===== Items
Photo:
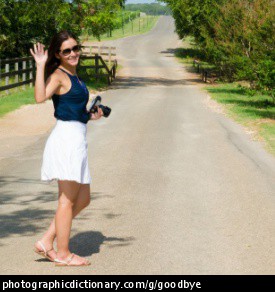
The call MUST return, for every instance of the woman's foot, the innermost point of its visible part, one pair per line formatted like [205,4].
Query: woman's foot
[45,249]
[71,260]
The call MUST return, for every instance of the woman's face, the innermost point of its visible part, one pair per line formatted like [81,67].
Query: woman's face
[69,52]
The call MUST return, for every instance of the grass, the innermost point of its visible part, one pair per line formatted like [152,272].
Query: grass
[137,26]
[256,113]
[254,110]
[15,100]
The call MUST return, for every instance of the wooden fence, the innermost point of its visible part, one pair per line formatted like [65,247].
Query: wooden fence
[23,69]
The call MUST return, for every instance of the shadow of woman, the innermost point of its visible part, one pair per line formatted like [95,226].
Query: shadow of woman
[87,243]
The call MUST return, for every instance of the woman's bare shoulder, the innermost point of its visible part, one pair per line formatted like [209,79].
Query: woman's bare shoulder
[55,77]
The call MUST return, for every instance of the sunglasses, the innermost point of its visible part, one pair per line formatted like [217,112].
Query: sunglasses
[68,51]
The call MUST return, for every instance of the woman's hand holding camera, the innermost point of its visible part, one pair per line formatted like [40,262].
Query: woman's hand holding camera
[98,114]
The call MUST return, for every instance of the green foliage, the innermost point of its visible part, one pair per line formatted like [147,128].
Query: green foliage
[238,36]
[24,22]
[150,9]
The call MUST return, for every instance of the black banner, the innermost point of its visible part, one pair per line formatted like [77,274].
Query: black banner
[149,283]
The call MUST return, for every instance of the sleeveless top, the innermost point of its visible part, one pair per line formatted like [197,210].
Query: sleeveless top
[71,106]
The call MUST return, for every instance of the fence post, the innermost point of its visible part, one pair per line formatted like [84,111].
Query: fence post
[110,56]
[0,74]
[33,72]
[31,75]
[16,69]
[24,74]
[7,70]
[96,66]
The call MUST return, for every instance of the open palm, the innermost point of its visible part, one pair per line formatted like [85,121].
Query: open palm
[40,56]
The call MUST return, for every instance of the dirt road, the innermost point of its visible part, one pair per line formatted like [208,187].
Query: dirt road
[177,187]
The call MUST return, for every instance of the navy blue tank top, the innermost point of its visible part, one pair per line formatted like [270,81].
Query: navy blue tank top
[71,106]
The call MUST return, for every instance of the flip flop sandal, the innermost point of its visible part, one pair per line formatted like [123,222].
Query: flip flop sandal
[66,263]
[43,253]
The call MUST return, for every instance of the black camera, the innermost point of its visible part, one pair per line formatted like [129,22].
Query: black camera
[97,102]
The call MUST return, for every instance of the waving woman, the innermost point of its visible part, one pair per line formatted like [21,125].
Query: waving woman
[65,154]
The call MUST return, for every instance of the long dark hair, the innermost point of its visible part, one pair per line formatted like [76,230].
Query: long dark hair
[55,45]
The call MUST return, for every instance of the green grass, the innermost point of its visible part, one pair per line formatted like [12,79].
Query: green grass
[257,112]
[138,26]
[253,110]
[15,100]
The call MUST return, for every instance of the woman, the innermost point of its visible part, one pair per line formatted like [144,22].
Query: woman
[65,154]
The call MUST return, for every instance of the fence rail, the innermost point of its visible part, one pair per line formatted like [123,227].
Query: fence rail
[19,68]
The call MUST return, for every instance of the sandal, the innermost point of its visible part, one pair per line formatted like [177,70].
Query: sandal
[67,262]
[43,253]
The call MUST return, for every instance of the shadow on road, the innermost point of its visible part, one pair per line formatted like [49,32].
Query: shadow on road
[88,243]
[128,82]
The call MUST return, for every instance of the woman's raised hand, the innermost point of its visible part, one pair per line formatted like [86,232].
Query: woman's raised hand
[40,56]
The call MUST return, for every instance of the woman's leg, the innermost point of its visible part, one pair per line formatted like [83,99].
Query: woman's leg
[68,191]
[82,201]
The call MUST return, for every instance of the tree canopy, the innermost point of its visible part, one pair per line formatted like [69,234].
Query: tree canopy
[24,22]
[238,36]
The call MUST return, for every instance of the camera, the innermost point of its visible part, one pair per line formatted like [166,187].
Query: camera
[97,102]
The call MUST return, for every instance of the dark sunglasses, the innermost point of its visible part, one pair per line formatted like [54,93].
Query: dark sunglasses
[68,51]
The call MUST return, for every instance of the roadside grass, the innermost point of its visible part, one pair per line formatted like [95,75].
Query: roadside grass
[13,101]
[137,26]
[256,113]
[253,110]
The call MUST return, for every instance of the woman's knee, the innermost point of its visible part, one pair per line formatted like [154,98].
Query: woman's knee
[68,194]
[84,194]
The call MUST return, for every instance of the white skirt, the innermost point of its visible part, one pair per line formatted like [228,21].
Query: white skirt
[65,154]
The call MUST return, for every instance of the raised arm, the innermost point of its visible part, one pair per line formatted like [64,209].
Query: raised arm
[42,90]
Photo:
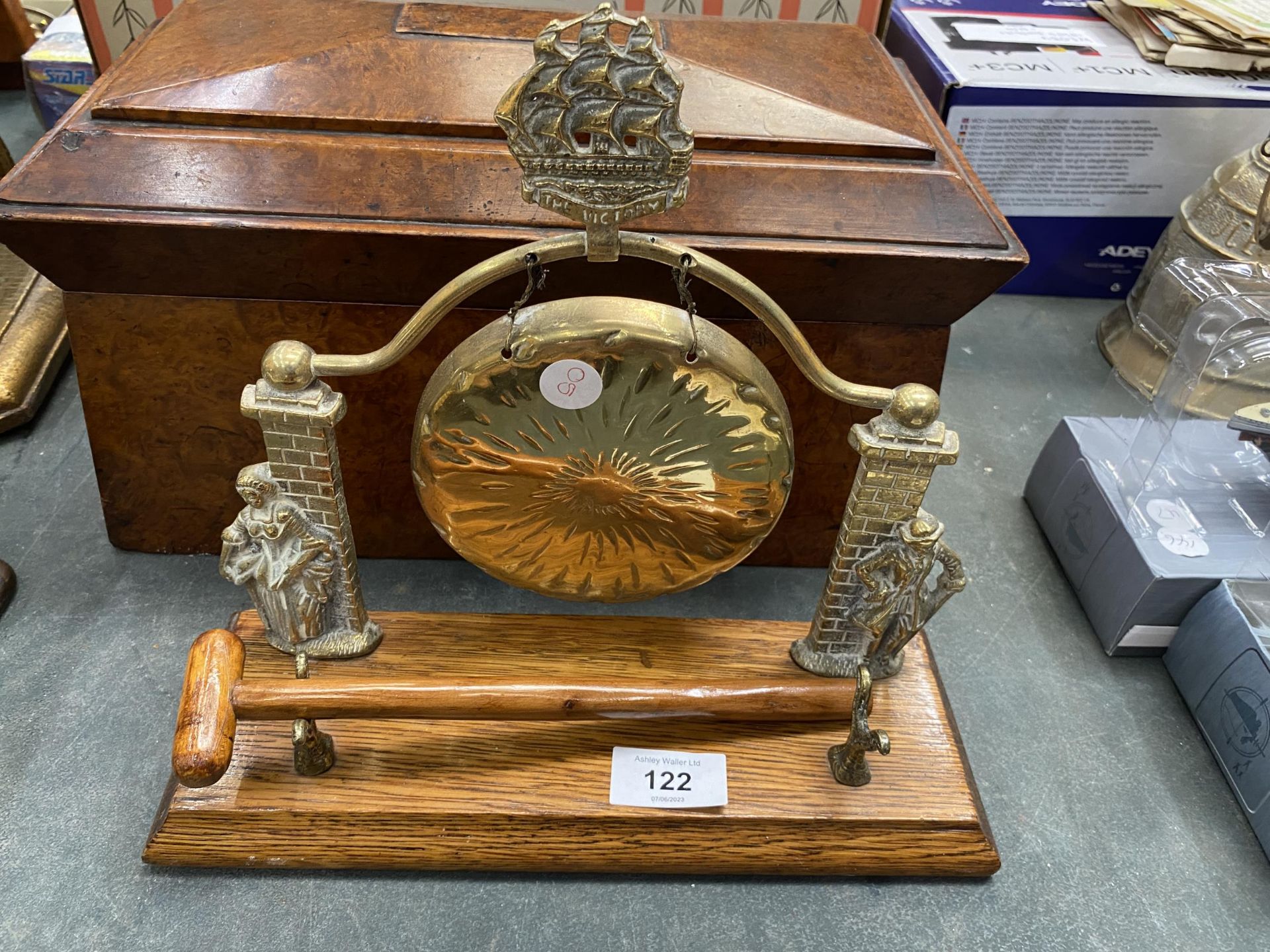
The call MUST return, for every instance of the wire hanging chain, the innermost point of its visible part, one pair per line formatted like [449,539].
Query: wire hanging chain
[681,284]
[535,277]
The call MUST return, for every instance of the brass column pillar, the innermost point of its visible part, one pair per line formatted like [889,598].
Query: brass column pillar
[299,426]
[900,451]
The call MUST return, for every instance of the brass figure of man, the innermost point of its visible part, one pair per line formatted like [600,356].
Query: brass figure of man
[284,560]
[901,598]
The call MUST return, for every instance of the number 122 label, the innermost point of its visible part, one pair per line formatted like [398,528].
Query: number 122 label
[667,778]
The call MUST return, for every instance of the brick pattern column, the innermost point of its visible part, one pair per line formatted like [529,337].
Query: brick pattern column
[300,438]
[896,467]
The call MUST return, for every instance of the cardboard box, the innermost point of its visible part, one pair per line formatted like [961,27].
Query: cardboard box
[58,69]
[1133,589]
[1221,663]
[1086,147]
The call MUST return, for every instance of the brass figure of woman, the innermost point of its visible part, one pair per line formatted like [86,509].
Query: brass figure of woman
[284,560]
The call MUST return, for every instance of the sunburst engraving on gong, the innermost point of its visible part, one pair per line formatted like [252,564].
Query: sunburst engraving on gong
[675,474]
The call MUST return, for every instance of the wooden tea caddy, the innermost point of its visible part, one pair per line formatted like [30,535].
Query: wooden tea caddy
[232,182]
[484,742]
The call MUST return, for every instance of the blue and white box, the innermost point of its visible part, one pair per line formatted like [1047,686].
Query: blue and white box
[1087,149]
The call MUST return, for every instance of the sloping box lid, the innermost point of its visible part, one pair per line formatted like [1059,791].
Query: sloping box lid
[347,150]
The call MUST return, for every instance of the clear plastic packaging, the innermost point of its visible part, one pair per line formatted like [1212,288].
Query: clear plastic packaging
[1177,471]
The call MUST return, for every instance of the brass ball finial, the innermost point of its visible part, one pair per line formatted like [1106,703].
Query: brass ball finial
[915,405]
[288,365]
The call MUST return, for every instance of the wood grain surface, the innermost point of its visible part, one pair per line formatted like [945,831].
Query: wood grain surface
[160,380]
[524,699]
[226,158]
[450,795]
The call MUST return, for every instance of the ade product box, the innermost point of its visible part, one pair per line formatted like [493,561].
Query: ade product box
[1221,663]
[1087,147]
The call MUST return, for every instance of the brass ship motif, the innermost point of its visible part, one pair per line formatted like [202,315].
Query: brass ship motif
[596,125]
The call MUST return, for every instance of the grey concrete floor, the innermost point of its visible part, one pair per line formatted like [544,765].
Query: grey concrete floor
[1117,830]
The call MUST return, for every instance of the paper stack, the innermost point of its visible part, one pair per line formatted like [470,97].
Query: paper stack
[1202,34]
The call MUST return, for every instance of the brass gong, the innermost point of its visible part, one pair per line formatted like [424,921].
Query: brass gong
[662,457]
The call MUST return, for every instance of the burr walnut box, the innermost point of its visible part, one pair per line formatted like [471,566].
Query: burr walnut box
[253,171]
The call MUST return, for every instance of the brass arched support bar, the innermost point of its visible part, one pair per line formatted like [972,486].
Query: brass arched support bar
[636,245]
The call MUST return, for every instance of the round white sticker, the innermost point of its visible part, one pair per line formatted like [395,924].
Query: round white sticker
[571,385]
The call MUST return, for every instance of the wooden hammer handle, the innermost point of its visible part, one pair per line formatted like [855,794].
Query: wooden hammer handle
[456,699]
[204,744]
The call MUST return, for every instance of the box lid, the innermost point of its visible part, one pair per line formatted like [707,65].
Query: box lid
[313,127]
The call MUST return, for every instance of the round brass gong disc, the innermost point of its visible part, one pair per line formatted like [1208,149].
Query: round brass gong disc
[675,473]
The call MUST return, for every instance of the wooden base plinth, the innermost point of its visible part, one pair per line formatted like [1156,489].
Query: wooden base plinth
[482,795]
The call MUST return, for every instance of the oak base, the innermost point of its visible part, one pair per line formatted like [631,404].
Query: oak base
[464,795]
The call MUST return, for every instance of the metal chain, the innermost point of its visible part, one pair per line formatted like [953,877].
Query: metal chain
[681,284]
[535,277]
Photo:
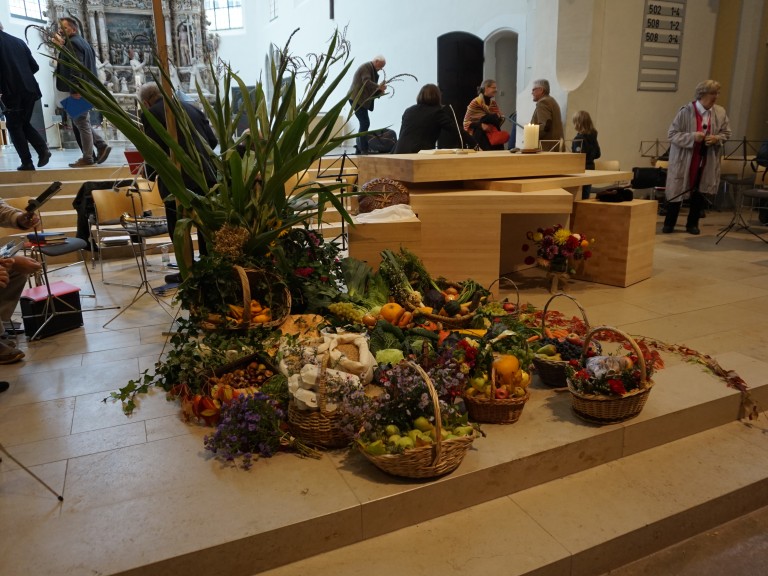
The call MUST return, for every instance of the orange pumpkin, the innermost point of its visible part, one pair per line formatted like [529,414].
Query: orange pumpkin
[392,312]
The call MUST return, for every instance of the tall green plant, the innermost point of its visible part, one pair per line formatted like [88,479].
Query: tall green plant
[286,134]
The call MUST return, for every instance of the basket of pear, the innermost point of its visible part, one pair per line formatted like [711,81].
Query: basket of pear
[430,448]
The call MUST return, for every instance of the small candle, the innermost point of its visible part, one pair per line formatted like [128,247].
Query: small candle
[530,137]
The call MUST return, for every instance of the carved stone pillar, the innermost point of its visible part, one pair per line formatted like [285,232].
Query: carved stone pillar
[103,37]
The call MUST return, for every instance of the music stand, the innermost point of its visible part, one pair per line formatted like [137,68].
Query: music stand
[28,471]
[145,288]
[340,179]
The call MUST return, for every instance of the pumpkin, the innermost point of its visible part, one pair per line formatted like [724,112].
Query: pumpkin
[391,312]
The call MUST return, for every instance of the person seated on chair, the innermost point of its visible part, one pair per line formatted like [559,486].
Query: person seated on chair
[152,98]
[13,274]
[483,115]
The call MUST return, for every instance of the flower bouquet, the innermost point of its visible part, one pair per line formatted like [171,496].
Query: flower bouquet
[609,389]
[557,248]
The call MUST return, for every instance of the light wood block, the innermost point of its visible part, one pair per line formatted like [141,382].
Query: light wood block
[478,233]
[415,168]
[625,234]
[588,178]
[367,240]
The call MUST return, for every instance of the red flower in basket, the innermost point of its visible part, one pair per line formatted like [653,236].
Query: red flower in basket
[617,387]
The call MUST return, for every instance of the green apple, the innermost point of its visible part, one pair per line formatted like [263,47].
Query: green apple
[421,423]
[405,443]
[376,448]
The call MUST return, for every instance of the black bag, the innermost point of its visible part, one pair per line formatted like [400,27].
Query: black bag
[761,160]
[648,178]
[617,194]
[382,141]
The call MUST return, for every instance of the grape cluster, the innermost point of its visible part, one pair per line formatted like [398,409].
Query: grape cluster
[255,374]
[569,350]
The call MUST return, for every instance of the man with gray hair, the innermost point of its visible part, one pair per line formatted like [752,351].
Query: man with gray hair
[364,90]
[547,113]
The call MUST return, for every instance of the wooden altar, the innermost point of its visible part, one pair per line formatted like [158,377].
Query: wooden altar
[475,209]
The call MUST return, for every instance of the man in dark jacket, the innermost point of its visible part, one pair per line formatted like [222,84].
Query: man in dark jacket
[152,98]
[365,88]
[20,92]
[74,47]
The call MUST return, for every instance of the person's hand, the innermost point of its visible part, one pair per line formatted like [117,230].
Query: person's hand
[27,220]
[25,265]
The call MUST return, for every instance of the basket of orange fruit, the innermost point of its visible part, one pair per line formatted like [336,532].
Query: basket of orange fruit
[266,302]
[498,395]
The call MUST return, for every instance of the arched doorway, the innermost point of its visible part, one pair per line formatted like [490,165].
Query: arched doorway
[459,72]
[464,60]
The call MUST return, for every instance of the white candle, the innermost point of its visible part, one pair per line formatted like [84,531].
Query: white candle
[530,137]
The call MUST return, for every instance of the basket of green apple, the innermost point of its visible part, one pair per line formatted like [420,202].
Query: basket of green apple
[430,447]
==========
(What is required): Extract, unchanged, the closing run of lines that opens with the line containing "formatted like [158,377]." and ends with the last line.

(Response to this task):
The call MUST return, for every instance of the wooden altar, the innermost point of its visible part, one pair per line formatted like [158,377].
Query: wooden altar
[475,209]
The call MUST return, for every instance of the man in dark jacket, the innermost point of its visible part, one pair per line formatted like [222,84].
Query: man in dark jacket
[152,98]
[365,88]
[20,92]
[74,47]
The call MUST return, for every instance of the person's hand, the innermost point of its visible part, one pair per line formatted like [117,230].
Query: person's hand
[27,220]
[25,265]
The call MUST return, for every instance of the basket of orange fruit, the innermost point of its visible part, one pair per line formatted like [336,532].
Query: basket of orange fruit
[266,302]
[498,395]
The call MUST return, for every instance of the arched doorway, the innermost point of its visible part, one pair per line formatted like [490,165].
Query: arched doorway
[459,72]
[464,60]
The call MUST return, for every instance of the white candle, the innermost point of its visible part, one pair per line formatted like [84,531].
Query: white candle
[530,137]
The call MUST return, for every instance of the basket of green apple, the innermost point of its visible part, one pair per line formatted like [420,202].
Query: basket of green apple
[430,447]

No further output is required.